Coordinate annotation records
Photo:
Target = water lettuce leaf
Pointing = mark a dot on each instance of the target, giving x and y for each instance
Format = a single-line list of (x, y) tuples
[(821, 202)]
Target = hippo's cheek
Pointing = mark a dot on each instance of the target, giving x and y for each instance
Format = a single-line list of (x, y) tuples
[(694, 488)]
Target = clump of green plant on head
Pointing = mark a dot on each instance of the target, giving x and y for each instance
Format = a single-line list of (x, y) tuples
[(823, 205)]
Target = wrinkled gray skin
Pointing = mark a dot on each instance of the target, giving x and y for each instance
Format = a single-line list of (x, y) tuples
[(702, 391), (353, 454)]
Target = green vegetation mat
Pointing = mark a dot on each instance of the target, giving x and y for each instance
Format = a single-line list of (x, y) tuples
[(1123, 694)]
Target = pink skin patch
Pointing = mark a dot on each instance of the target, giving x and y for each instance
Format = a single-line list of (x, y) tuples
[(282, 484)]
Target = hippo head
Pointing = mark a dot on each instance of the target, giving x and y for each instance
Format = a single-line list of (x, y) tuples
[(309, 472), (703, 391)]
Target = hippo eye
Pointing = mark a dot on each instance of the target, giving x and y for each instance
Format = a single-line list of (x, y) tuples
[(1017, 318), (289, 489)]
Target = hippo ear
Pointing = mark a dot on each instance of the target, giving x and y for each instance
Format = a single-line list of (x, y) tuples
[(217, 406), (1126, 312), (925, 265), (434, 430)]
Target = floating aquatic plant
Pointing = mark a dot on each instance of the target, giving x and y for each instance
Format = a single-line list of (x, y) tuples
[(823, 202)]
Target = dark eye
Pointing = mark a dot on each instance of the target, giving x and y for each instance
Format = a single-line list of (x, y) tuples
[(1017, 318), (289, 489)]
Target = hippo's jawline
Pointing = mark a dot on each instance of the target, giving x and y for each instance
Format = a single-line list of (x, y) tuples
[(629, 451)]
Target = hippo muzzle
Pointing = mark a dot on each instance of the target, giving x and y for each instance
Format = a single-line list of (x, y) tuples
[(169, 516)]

■ Directions for this task
Reproduce the records from the line holding "Target = pink skin patch" through the line holding "[(217, 406), (1126, 312), (925, 265), (434, 430)]", inclusive, substituting "hippopotamus" for every "hippo" and leaving all else as it stands. Give only those lines.

■ The response
Target = pink skin patch
Pointing = mark a dot on each instance of the target, giving x and y for each instance
Format = a single-line list of (x, y) tuples
[(282, 484)]
Target = hippopotamus head
Pointing = mark a dot on each instance of the target, giving x and y for each instance
Format = a single-line list of (x, y) tuples
[(309, 472), (703, 391)]
Target = hippopotamus eye
Pointing = mark a dot on each instance of the target, giving x and y for each instance
Format = a single-line list of (x, y) tuples
[(1017, 318), (289, 489)]
Target = hippopotamus ear
Pointing = mark a dot on each instance of the target, giving x and y for each instance
Format = a single-line list of (x, y) tuples
[(217, 406), (1126, 312), (925, 265), (434, 430)]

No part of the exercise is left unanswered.